--- START ---

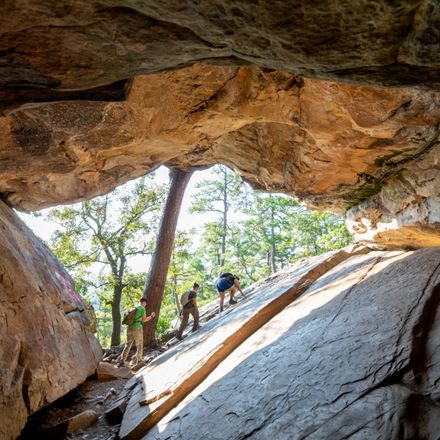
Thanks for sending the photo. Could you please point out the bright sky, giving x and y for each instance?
(45, 229)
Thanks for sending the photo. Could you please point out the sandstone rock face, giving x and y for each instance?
(406, 211)
(355, 357)
(45, 349)
(171, 376)
(50, 49)
(333, 145)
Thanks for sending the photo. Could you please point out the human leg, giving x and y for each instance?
(232, 291)
(222, 300)
(183, 324)
(128, 344)
(138, 334)
(195, 313)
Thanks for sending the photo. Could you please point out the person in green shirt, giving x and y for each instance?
(135, 334)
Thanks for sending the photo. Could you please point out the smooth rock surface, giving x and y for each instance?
(169, 377)
(332, 145)
(406, 211)
(356, 357)
(53, 47)
(45, 347)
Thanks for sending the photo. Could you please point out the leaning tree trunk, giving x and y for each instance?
(116, 316)
(155, 283)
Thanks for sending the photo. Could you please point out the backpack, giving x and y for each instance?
(185, 297)
(130, 317)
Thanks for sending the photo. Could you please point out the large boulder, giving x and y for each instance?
(45, 347)
(355, 357)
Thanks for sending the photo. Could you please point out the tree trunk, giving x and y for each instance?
(116, 315)
(155, 283)
(224, 220)
(273, 250)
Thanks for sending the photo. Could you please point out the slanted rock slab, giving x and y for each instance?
(356, 357)
(171, 376)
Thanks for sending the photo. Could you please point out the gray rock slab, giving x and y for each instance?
(355, 357)
(167, 379)
(46, 349)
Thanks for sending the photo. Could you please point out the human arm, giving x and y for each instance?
(237, 285)
(146, 318)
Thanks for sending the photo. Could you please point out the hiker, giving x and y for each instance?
(228, 281)
(135, 333)
(189, 307)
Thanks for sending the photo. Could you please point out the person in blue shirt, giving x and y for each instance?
(228, 282)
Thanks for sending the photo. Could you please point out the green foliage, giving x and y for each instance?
(250, 233)
(97, 237)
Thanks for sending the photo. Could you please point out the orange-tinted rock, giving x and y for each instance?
(45, 347)
(333, 145)
(50, 48)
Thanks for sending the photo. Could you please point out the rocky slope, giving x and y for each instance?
(354, 357)
(45, 347)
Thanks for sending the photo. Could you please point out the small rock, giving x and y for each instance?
(82, 420)
(106, 371)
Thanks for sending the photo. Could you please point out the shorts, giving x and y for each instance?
(223, 284)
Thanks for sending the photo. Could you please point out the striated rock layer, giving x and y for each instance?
(52, 50)
(333, 145)
(355, 357)
(45, 347)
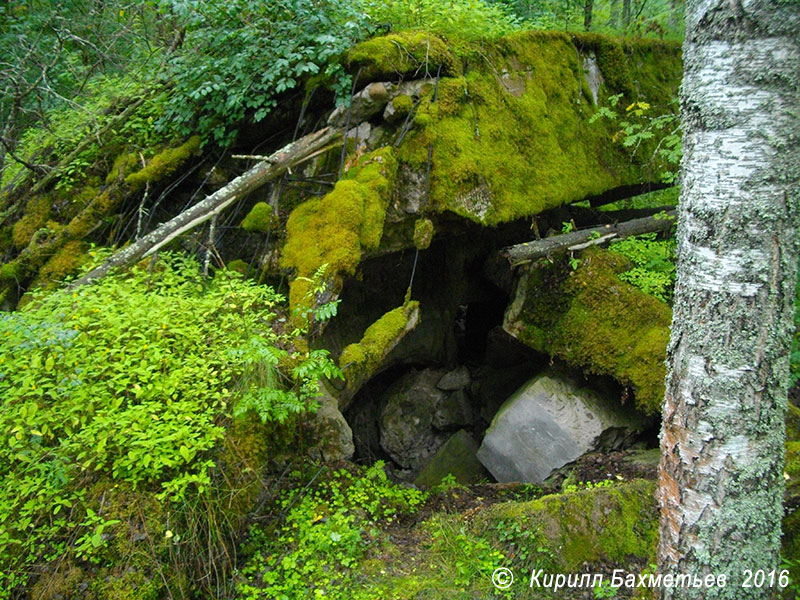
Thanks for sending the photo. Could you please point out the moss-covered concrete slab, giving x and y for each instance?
(591, 319)
(507, 127)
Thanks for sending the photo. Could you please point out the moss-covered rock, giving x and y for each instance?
(364, 357)
(510, 128)
(416, 53)
(261, 218)
(164, 163)
(336, 229)
(423, 234)
(604, 524)
(591, 319)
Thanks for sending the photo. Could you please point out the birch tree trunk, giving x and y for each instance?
(722, 440)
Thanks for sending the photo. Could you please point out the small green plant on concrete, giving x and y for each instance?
(638, 126)
(653, 261)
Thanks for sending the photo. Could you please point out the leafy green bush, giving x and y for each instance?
(654, 264)
(132, 380)
(68, 125)
(238, 56)
(327, 530)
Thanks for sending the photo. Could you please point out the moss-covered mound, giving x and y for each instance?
(363, 358)
(605, 524)
(44, 234)
(336, 229)
(591, 319)
(510, 131)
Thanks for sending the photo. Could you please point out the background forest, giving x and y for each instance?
(154, 420)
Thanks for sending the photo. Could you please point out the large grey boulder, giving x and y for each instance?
(406, 423)
(551, 421)
(333, 436)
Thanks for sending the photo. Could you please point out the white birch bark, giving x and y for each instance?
(722, 439)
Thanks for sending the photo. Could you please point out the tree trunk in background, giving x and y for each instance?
(613, 17)
(587, 14)
(722, 440)
(674, 15)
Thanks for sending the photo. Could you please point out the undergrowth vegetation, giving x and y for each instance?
(653, 260)
(326, 528)
(132, 380)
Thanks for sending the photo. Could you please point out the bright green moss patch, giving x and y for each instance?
(337, 228)
(261, 218)
(164, 163)
(608, 524)
(123, 166)
(591, 319)
(413, 53)
(364, 357)
(66, 261)
(511, 136)
(36, 214)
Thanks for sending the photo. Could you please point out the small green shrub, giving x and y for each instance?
(131, 380)
(645, 129)
(327, 529)
(654, 264)
(238, 56)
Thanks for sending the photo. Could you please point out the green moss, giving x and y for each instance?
(36, 215)
(123, 166)
(423, 234)
(164, 163)
(511, 137)
(66, 261)
(261, 218)
(364, 357)
(337, 228)
(408, 53)
(591, 319)
(792, 423)
(605, 524)
(402, 105)
(239, 266)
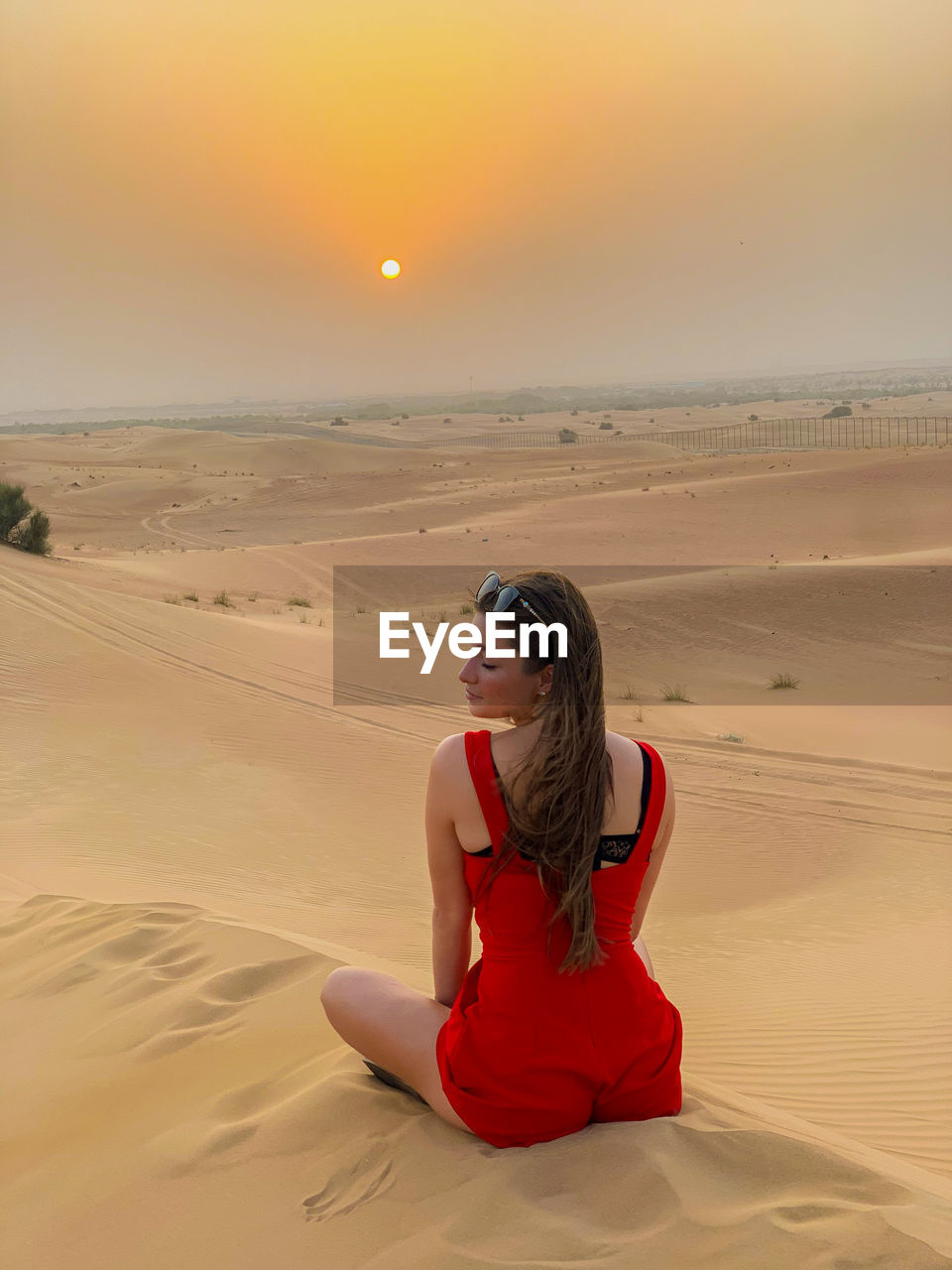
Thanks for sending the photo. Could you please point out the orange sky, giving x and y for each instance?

--- END ---

Brief
Working from the lines above, reproduce the material exactly and exclude its pictures.

The answer
Thanks for sending the photo. Could you please point out the bright sky, giving x and y for each instance?
(45, 229)
Thanks for sending the photo. Could you please point out the sandstone rock face, giving x and y for each instance?
(406, 211)
(355, 357)
(45, 349)
(171, 376)
(50, 49)
(333, 145)
Thanks for sending the photo. Could you please point out the human leg, giving x and y for each instance?
(232, 291)
(222, 300)
(183, 324)
(128, 344)
(138, 334)
(195, 313)
Thanks for sending the photo. Could you please point out the person in green shirt, giving x and y for each instance?
(135, 334)
Thanks for sending the photo. Could you please point out the smooth rock surface, giving x and y for each instance?
(169, 377)
(332, 145)
(406, 211)
(356, 357)
(53, 47)
(45, 347)
Thanks for sending the photo. Could you please point out the leaning tree trunk, giving x and y for each instance?
(116, 316)
(155, 283)
Thanks for sending the photo. Could you please point out the backpack, giving x and y for each instance?
(185, 297)
(130, 317)
Thanks for sending the photo. Could you please point out the large boulder, giving x and y for each instance?
(45, 347)
(355, 357)
Thanks for sending the photo. Could you please point out the tree trunk, giving x and y for each instance?
(116, 315)
(155, 283)
(224, 220)
(273, 250)
Thanks for sending the photo. Could you please point out the slanted rock slab, giving x and y for each instance?
(356, 357)
(171, 376)
Thanks for sending the photo. Could you please point out the gray rock slab, giving x and y for each instance?
(355, 357)
(167, 379)
(46, 349)
Thanks for sending the photo. Could you please point out the human arm, giving x and y for each instance?
(237, 285)
(146, 318)
Thanks for sending the photo. Could you please point out the hiker, giving x and y for each instance?
(228, 281)
(135, 333)
(189, 307)
Thanks for sending the photo. Could you please point out the person in blue shirt, giving x and y for each instance?
(228, 282)
Thanks for sending the photo. Could you please point out the green foliage, giving x and y for each instance?
(250, 233)
(97, 237)
Thanks for sending the photo. Could you please point out the orange-tinted rock, giving x and y for each instance?
(45, 347)
(333, 145)
(50, 48)
Thanks for sending the photo. Could you please point out the rocky slope, giving x and y for each instance?
(354, 357)
(45, 347)
Thanks for sending the photo. Could you please point out the small rock, giving x and y for each instance?
(82, 420)
(106, 371)
Thanks for sending the photo. Could you please point out the shorts, giving x and y for each instance?
(223, 284)
Thanks for sending the photo. Could you please point out the striated rock layer, giving x and y for each instance?
(52, 50)
(333, 145)
(355, 357)
(45, 347)
Thanks for sending the photo. Could you please point out the moss-covered concrete slab, giving x and y for each instance?
(591, 319)
(507, 127)
Thanks for sending the photo. Could you please point out the moss-covered rock, giving x and y for each instance?
(364, 357)
(510, 128)
(416, 53)
(261, 218)
(164, 163)
(336, 229)
(423, 234)
(604, 524)
(591, 319)
Thanks for sending the photo. Could you please point out the birch tree trunk, giving x and y for each instance?
(722, 440)
Thanks for sending the photo. Could you please point out the small green plant on concrete, giving x and y for each instance?
(638, 126)
(653, 261)
Thanks for sending the photo. Could you please point out the leafy green bush, giving x and y for each instance?
(654, 264)
(132, 380)
(68, 125)
(238, 56)
(327, 530)
Thanks for sending the photo. Could you please point out the moss-covered mound, giving x and y for each instance?
(363, 358)
(605, 524)
(44, 234)
(336, 229)
(591, 319)
(510, 131)
Thanks for sending the photo. Could you please point out the background forest, giving x and y for each instance?
(154, 420)
Thanks for sending the photo. Could you please point out the large grey boulder, giving x and y for each instance?
(406, 423)
(551, 421)
(333, 436)
Thanks for sending the photo. Could you please point out the white birch bark, giving x and y for each instance?
(722, 439)
Thanks for sending the photo. Could you please point out the tree trunk in background, giving x and y for each instance?
(613, 17)
(587, 14)
(722, 440)
(674, 15)
Thanks for sending the photo. Could you please point out the undergrowth vegetation, giving x and y for each instance?
(653, 260)
(326, 528)
(132, 380)
Thanks for sending the photo. Could you please point out the bright green moss patch, giving x and y for each instance?
(337, 228)
(261, 218)
(164, 163)
(608, 524)
(123, 166)
(591, 319)
(413, 53)
(364, 357)
(66, 261)
(511, 136)
(36, 214)
Thanks for sending the photo. Could you please point out the small green shrub, giving x and y for each instance?
(131, 380)
(645, 129)
(327, 529)
(654, 264)
(238, 56)
Thanks for sending the photo. Could you please point out the green moss, giving x and y for each instance?
(36, 215)
(123, 166)
(423, 234)
(164, 163)
(511, 137)
(66, 261)
(261, 218)
(364, 357)
(337, 228)
(408, 53)
(591, 319)
(792, 423)
(605, 524)
(402, 105)
(239, 266)
Thanks for sending the photo. Could you please point out the orange sky, giving x and y for each instance?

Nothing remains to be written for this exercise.